### Task statement
Retype, word for word, each line between the lines holding "Target: horse's nostril" and "Target: young woman", inclusive, and leave the rest of the data alone.
-------- Data for review --------
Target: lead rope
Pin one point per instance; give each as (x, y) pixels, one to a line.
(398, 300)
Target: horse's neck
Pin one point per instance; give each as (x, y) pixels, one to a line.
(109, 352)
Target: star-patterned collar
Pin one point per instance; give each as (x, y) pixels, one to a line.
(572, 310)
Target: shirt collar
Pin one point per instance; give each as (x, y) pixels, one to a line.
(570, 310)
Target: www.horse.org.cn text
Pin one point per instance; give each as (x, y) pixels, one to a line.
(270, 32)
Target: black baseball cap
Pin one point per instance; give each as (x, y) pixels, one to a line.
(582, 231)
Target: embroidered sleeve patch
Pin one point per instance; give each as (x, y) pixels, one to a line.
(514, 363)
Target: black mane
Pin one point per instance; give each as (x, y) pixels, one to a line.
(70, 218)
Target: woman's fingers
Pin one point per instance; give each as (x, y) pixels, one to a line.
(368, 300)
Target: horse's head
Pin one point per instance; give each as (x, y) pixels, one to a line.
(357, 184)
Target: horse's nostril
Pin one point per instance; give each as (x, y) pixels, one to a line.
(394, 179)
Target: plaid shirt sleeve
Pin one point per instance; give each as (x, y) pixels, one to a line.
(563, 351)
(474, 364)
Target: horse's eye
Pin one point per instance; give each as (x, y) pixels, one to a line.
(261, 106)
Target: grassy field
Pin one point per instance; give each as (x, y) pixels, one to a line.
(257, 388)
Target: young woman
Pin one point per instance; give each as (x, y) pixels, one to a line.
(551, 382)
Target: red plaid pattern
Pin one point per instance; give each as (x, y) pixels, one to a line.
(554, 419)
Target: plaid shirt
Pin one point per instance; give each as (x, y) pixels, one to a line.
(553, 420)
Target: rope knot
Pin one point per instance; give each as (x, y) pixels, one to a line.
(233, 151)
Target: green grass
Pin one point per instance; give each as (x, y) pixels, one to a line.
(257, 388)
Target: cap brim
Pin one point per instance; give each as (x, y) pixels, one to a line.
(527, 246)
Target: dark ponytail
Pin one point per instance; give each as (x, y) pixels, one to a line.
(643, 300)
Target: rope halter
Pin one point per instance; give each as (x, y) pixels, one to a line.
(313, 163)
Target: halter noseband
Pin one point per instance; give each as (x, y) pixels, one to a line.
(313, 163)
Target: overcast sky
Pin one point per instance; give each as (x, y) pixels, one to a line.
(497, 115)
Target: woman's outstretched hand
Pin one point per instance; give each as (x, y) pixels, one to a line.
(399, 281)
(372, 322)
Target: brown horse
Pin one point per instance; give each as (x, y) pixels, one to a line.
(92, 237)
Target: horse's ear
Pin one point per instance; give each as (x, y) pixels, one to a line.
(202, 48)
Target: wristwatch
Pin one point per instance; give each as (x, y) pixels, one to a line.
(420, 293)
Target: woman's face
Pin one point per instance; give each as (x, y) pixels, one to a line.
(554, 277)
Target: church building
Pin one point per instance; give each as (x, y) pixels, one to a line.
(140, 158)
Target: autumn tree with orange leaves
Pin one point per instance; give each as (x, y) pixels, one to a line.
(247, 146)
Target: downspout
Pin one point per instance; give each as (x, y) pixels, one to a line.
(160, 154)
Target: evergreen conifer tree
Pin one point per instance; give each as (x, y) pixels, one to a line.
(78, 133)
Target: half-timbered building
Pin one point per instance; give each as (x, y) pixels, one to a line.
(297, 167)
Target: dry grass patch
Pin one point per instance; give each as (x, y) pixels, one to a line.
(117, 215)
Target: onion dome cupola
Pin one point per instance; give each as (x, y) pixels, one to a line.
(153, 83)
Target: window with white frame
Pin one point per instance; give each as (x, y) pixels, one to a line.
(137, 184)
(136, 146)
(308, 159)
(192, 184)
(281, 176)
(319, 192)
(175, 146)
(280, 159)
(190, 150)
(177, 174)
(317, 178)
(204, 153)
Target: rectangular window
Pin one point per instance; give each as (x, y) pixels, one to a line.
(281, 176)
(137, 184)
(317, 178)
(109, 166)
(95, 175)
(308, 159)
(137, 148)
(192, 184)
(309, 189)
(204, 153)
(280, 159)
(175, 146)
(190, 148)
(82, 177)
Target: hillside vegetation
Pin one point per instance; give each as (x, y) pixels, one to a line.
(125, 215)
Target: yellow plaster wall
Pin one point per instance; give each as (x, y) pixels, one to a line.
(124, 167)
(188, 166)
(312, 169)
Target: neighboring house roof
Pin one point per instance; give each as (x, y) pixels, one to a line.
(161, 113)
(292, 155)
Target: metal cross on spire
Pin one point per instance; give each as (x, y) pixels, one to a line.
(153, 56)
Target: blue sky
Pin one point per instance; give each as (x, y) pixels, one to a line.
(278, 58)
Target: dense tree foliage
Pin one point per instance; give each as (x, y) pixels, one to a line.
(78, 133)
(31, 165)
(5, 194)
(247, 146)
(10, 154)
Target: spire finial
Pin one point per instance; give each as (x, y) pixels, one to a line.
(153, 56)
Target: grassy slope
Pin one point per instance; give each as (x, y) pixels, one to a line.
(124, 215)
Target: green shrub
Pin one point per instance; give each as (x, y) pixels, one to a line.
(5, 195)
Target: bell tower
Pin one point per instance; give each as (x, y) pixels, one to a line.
--------
### Answer for this exercise
Target: horse's nostril
Pin one point per instance; give each as (x, y) pixels, one to a line.
(394, 179)
Target: plaid shirt sleeve
Pin one point per instance; give each as (x, y) pixels, one to a line.
(563, 351)
(474, 364)
Target: horse's eye
Pin one point per instance; give each as (x, y) pixels, one to a line.
(261, 106)
Target: grassy field
Pin one point per instance; give each as (x, y) pixels, one to a line.
(257, 388)
Target: young woman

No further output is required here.